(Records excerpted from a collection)
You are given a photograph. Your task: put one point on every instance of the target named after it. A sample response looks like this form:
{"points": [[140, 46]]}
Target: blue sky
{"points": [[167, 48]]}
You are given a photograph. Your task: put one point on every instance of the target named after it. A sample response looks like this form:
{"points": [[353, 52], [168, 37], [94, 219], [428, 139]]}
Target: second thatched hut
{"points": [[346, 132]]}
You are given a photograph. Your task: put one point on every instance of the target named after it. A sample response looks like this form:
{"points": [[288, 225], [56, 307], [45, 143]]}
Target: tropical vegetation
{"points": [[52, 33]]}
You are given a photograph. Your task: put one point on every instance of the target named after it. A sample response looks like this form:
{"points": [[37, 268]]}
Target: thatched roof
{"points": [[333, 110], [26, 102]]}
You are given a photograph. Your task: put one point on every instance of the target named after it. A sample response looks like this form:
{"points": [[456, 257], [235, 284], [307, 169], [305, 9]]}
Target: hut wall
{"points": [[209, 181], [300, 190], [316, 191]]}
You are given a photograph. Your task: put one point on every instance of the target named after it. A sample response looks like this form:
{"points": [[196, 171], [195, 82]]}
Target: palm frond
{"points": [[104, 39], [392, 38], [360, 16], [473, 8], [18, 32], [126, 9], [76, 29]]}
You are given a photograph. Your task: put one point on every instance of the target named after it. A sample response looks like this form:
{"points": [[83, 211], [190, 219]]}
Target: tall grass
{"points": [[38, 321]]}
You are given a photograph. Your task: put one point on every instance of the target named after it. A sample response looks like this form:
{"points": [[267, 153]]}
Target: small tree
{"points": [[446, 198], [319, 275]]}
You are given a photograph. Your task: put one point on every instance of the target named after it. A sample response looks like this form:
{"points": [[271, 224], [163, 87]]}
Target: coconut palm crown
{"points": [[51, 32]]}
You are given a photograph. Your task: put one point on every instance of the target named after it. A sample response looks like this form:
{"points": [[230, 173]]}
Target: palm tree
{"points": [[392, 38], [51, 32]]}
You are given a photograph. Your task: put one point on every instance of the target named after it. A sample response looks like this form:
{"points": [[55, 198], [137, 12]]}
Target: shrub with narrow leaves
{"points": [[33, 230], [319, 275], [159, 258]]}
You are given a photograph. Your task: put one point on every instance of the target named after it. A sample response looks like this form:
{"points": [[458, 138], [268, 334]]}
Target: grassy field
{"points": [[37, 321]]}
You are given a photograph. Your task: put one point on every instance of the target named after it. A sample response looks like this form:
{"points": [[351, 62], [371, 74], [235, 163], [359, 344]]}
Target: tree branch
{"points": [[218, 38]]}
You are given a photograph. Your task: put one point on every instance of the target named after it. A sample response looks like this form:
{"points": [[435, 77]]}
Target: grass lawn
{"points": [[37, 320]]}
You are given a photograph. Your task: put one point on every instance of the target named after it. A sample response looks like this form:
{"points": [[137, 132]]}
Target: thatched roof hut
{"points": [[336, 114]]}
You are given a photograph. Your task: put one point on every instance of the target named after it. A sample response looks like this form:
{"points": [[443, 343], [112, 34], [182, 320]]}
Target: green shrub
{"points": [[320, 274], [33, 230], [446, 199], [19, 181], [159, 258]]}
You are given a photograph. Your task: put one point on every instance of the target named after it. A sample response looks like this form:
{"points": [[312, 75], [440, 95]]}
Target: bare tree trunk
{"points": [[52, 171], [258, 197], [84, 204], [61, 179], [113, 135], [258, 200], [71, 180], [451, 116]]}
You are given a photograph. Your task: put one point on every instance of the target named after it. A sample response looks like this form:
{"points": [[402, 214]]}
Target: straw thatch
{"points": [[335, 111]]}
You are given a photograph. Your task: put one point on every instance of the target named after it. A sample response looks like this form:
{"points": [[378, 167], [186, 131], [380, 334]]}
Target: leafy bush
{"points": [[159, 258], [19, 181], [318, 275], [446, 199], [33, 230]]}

• **Exercise description**
The records above are to be copied in full, exactly as written.

• **Exercise output**
You are given a photograph. Your task: put one point on every instance of the target named after it. A sample response looks like this form:
{"points": [[140, 46]]}
Target: blue sky
{"points": [[167, 48]]}
You are given a photograph. Your task: put one point on every instance of the target named after it. A sample response looks like this form:
{"points": [[353, 52], [168, 37], [94, 219], [428, 139]]}
Target: second thatched hut
{"points": [[346, 132]]}
You are given a photograph. Your task: put one point on every instance of the target named after it. A sample response looks like this form:
{"points": [[288, 225], [56, 307], [45, 143]]}
Target: tropical vegetation
{"points": [[52, 33]]}
You are given a photograph. Your task: put one point on every instance of the target named after it. A sample response looks like this form:
{"points": [[37, 268]]}
Target: thatched roof
{"points": [[333, 110], [26, 102]]}
You are given a photograph. Your task: put one point on every instance of the target named after it. A sample response looks like this form:
{"points": [[456, 257], [235, 284], [307, 169], [305, 9]]}
Target: hut wall
{"points": [[209, 181], [300, 190], [316, 191]]}
You are given a photograph. Your task: put one point on every instance of the target named after it. A sample response looks like this form:
{"points": [[196, 171], [195, 82]]}
Target: palm frond
{"points": [[104, 39], [392, 38], [360, 16], [473, 8], [18, 32], [126, 9], [76, 29]]}
You are given a photograph. Your task: put one point on every instance of the target named after it. A sample response looks like this form:
{"points": [[83, 211], [190, 219]]}
Target: tall grass
{"points": [[38, 321]]}
You are given a photograph. Your task: put one point on every instance of the target named after it. A sample response looks like this form:
{"points": [[267, 153]]}
Target: small tree
{"points": [[446, 198], [319, 275]]}
You are given a photograph. Your task: put one point on every instance of the target named after it. A sample response looks like this form:
{"points": [[271, 224], [163, 87]]}
Target: coconut palm crown
{"points": [[51, 32]]}
You are given a photograph. Your task: put one point on every instance of the target named after it. A sample response looks like this form:
{"points": [[230, 173]]}
Target: palm tree
{"points": [[392, 38], [51, 32]]}
You are given a photograph. Your task: put one point on every instance of the target named after it. A sample response looks like this form:
{"points": [[55, 198], [137, 12]]}
Target: shrub with narrow leaves
{"points": [[33, 230], [319, 275], [159, 258]]}
You are given a photograph. Your task: put one point on every instance of the target named after it. A sample response looks like this form:
{"points": [[458, 138], [268, 334]]}
Target: grassy field
{"points": [[37, 321]]}
You are given a photograph. Your task: put one point on every instance of the target named after it. A sample response looks like this form:
{"points": [[351, 62], [371, 74], [235, 163], [359, 344]]}
Target: tree branch
{"points": [[218, 38]]}
You are given a photograph. Your task: put one point on every instance of the target named after it. A sample response looks like this form:
{"points": [[435, 77]]}
Target: grass lawn
{"points": [[37, 320]]}
You are given a photograph. Your task: put one point on every instance of the target named after it. A sample response looks like this form:
{"points": [[137, 132]]}
Target: thatched roof hut
{"points": [[336, 114]]}
You are given a photograph. Your task: put one point on every instance of the target named after it. A sample response looks like this form:
{"points": [[443, 343], [112, 34], [182, 320]]}
Target: green shrub
{"points": [[320, 274], [33, 230], [446, 199], [19, 181], [159, 258]]}
You are given a photograph. Your task: put one point on every instance of the target named after it. A sample response looks like this form:
{"points": [[312, 75], [440, 95]]}
Target: bare tree trunk
{"points": [[52, 171], [258, 197], [84, 204], [61, 179], [113, 135], [258, 200], [71, 180], [451, 116]]}
You are given a photograph. Your task: put one point on every instance of the target named after it. A sample response looks like this form:
{"points": [[402, 214]]}
Target: straw thatch
{"points": [[335, 111]]}
You are given a photograph. Your task: put one point on every instance of the target named after it. A sample response looks like this form:
{"points": [[378, 167], [186, 131], [380, 334]]}
Target: leafy bush
{"points": [[159, 258], [19, 181], [318, 275], [446, 199], [33, 230]]}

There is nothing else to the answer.